_Dados do exercício_.
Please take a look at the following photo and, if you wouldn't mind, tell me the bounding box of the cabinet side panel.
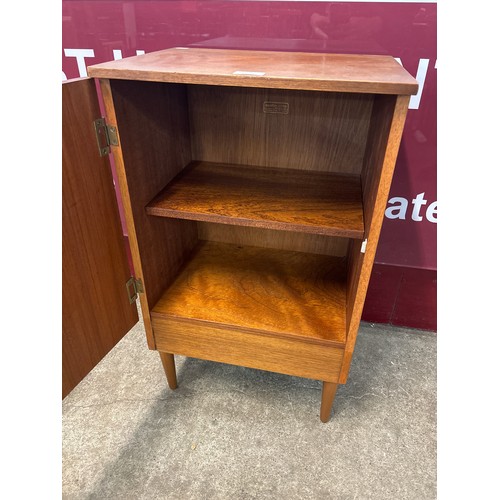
[198,222,349,257]
[188,85,373,174]
[101,80,197,348]
[340,96,409,383]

_Exercício proposto_. Pode transcrever sem nenhuma alteração as linhas de todos os itens acima, deixando as imagens de fora da resposta?

_Solução do problema_.
Please take a look at the following photo and, if you wouldn't mind, tell me the bounding box of the cabinet side panel.
[198,222,349,257]
[188,85,373,174]
[101,80,197,348]
[340,96,409,383]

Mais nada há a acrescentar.